§ Set tasks
a – Reproduce the passage of the match ratings piece starting with "His judgement was" and going on through "the follow up.".
b – Using the match ratings piece, decide whether each statement agrees with it: (i) the writer has taken a penalty in the Premier League; (ii) David De Gea was rated 7/10; (iii) De Gea made his first save of the match on 43 minutes. Answer yes or no for each, quoting the words of the piece that settle it.

§ Provided text

• • • • •

The Champions League is like a hill I used to encounter when regularly riding my Mongoose BMX. It was a matte white with black breaks and pedals.
After routinely conquering this quite mountainous hill, likely to be a category one in Tour de France parlance, day after day suddenly I couldn’t. It was unexpected, shocking and hard to explain. Why couldn’t I do it? All of a sudden I was so tired and unprepared to defeat the incline. Was it over confidence? Did I not respect the challenge that the hill posed? Was I too comfortable in my ability to ride up with no intensity and reach the top? When tackling it again I’d be reminded in the closing stages of my previous failure, thinking more about that than I was the task at hand. I’d seize up and just fall over the line. That rather longwinded analogy is how I viewed our first up encounter with Turkish side Galatasaray.
Secondly, before we begin the player ratings I’d like to discuss our rather inglorious form from the penalty spot in the early weeks of this here season we’ve embarked on. Admittedly I’ve taken very few penalties at the elite level; none in fact have been in the Premier or Champions Leagues. I was my indoor team’s designated penalty taker for a while, scoring more often than not. My method was to blast a right footer to my left; an action that achieved maximum torque and took the ball as far from the keeper as possible. Although two of my final three were missed (hitting the bar, thus wavering my teammates opinion of my up to that point sterling penalty taking, relieving me of the responsibility altogether), I still endorse that method and would suggest it be implemented in all levels of the Manchester United set up, from senior to reserve to youth level.
Incidentally, my first thought for the night was ‘wow, I love our Champions League name and number typeface’.
David De Gea – 6.5/10
Largely untroubled in our goal during the first period and for most of the second, the young Spaniard endured a few close calls with the frame of his goal rattled by a rather sublime chip from Amrabat and a low drive from the boot of Altintop.
De Gea completed his first save of the match on 43 minutes. It was a rasp of a drive that dipped menacing towards the United #1, who had to have his wits about him to collect skilfully below his knees (read: scuffed shot trickled into the box and rolled tamely into his hands).
His judgement was on show, too, with a shot from distance watched all the way as it went past his far post, but it was his awareness and composure 72 minutes that was the difference between three points and just the one. Great positioning denied a straight forward attempt, with the parry falling at the feet of a Galatasaray player, by that time De Gea had scampered across his goal and set himself for the follow up, lunging instinctively to deflect a shot destined for the top left of his goal. In short: good anticipation to sense the danger initially and then get set up for the follow up.
Rafael – 6/10
Was caught out of position a few times, with Valencia often on hand to provide cover should the Brazilian stray too far from his post, one case in particular saw the winger sense the Galatasaray full back inching forward as Rafael moved in field to mark his direct opponent.
Contrast this with our left hand side, which was a bit dysfunctional in the first half. Nani and Evra could have learned a thing or two from our right hand side, which they did in the second period. Either way, they weren’t interested in conducting their attacking business down our right, which was a win for our boys stationed out there.
He strode forward confidently either side of the half, winning the penalty after 52 minutes thanks to a surging run into the box. Showed there was more to his game than dash and flair late in the piece, standing up well to deny successive attempts to get beyond him and cause some problems. Kept his flank well under control for most of the night.

• • • • •

§ Given data
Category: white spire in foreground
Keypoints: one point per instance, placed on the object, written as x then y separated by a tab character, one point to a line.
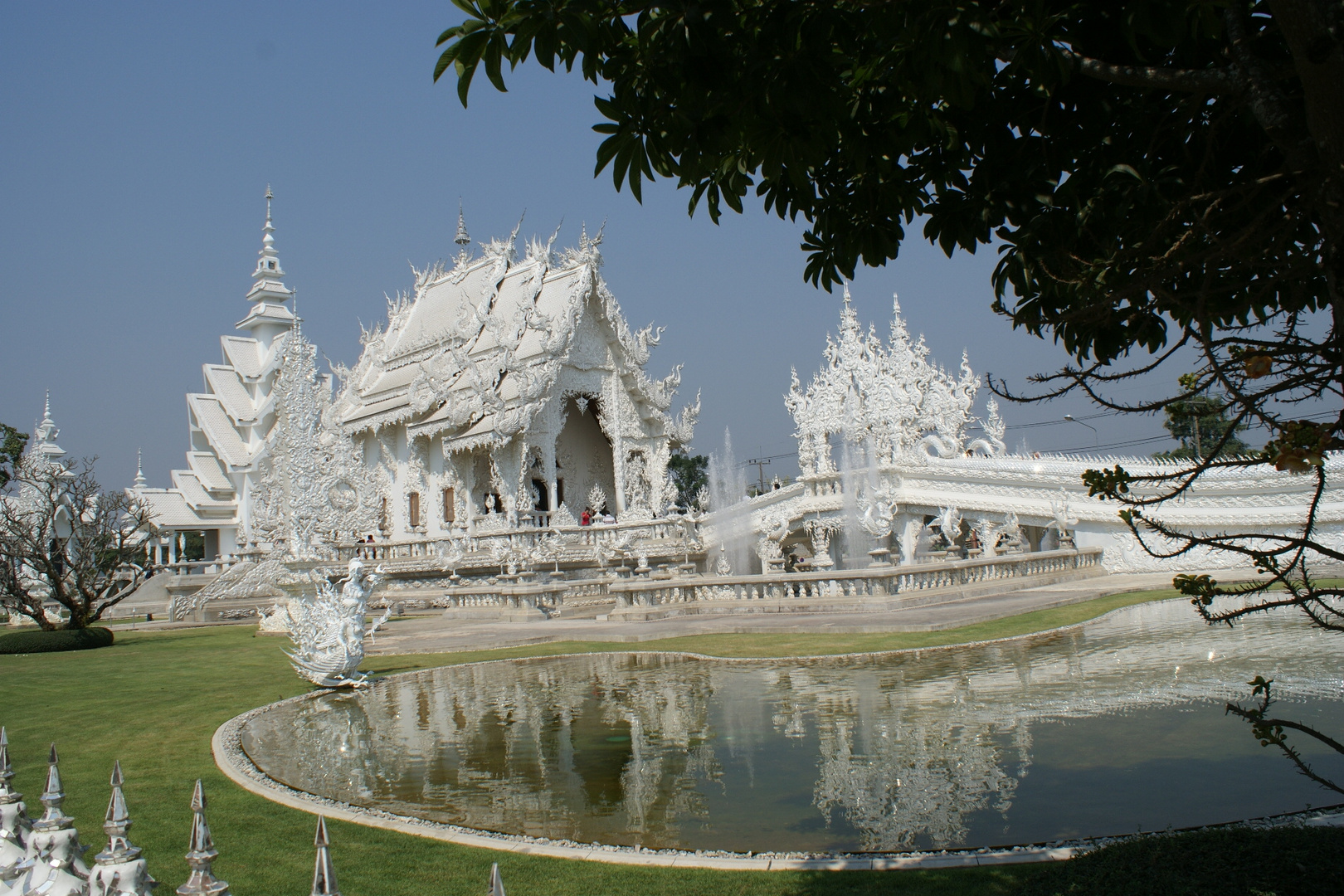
461	240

• • • • •

§ Correct answers
a –
His judgement was on show, too, with a shot from distance watched all the way as it went past his far post, but it was his awareness and composure 72 minutes that was the difference between three points and just the one. Great positioning denied a straight forward attempt, with the parry falling at the feet of a Galatasaray player, by that time De Gea had scampered across his goal and set himself for the follow up, lunging instinctively to deflect a shot destined for the top left of his goal. In short: good anticipation to sense the danger initially and then get set up for the follow up.

b –
(i) No: "none in fact have been in the Premier or Champions Leagues."
(ii) No: "David De Gea – 6.5/10"
(iii) Yes: "De Gea completed his first save of the match on 43 minutes."